**Exercise aim:**
Please extract every line of the data below that contains the string "light", copying each one in full. Case counts.

**Records provided:**
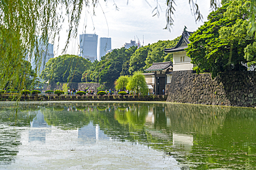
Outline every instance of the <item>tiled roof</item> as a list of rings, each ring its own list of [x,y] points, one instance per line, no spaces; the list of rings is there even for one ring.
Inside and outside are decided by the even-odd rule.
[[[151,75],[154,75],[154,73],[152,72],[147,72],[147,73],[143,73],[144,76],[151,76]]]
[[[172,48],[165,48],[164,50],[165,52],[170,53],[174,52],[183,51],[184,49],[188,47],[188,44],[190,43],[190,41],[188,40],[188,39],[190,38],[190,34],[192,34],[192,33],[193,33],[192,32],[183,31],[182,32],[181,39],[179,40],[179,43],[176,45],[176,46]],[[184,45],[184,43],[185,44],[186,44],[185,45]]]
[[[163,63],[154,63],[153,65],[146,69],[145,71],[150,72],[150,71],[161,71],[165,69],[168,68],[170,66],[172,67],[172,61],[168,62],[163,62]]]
==
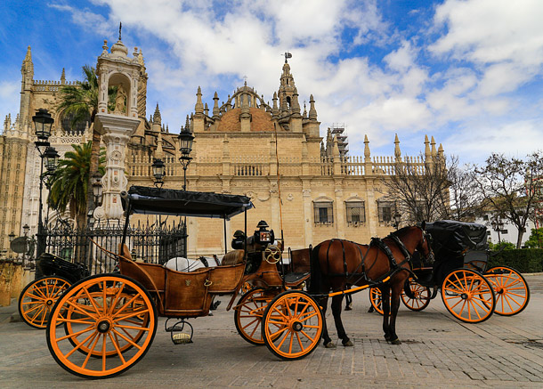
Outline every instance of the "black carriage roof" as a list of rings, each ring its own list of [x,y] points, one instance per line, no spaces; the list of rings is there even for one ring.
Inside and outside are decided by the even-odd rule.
* * *
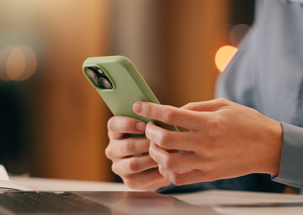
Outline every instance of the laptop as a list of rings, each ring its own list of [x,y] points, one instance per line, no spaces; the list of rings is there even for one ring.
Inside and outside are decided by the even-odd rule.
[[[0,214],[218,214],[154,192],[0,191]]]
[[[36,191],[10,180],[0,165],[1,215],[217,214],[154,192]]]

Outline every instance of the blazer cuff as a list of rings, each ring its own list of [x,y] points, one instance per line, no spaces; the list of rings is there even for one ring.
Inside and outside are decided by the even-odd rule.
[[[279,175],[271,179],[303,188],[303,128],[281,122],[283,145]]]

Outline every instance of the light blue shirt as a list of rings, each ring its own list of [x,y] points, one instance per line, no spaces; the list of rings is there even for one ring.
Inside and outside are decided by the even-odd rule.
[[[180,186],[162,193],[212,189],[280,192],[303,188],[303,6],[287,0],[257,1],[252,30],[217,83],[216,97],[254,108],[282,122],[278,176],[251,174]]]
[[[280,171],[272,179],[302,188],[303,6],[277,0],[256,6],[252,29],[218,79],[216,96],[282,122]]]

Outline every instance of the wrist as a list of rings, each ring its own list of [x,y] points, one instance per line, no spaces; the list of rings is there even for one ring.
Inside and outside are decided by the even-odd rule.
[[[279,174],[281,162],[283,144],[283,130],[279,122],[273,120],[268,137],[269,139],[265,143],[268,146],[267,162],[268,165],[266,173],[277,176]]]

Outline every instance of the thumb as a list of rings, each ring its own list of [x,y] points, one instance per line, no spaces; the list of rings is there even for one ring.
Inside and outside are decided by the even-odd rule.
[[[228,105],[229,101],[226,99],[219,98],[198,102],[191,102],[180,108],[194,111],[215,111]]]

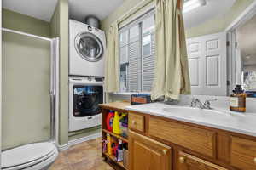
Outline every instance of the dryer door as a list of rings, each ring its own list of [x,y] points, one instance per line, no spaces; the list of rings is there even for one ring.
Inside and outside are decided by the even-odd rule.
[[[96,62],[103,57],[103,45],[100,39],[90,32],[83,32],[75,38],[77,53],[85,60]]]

**Answer for the task:**
Outline every instance of the light blue shirt as a list of rings, each ring its own list of [x,y] points, one instance per line, no spaces; the list of rings is there even for one ring.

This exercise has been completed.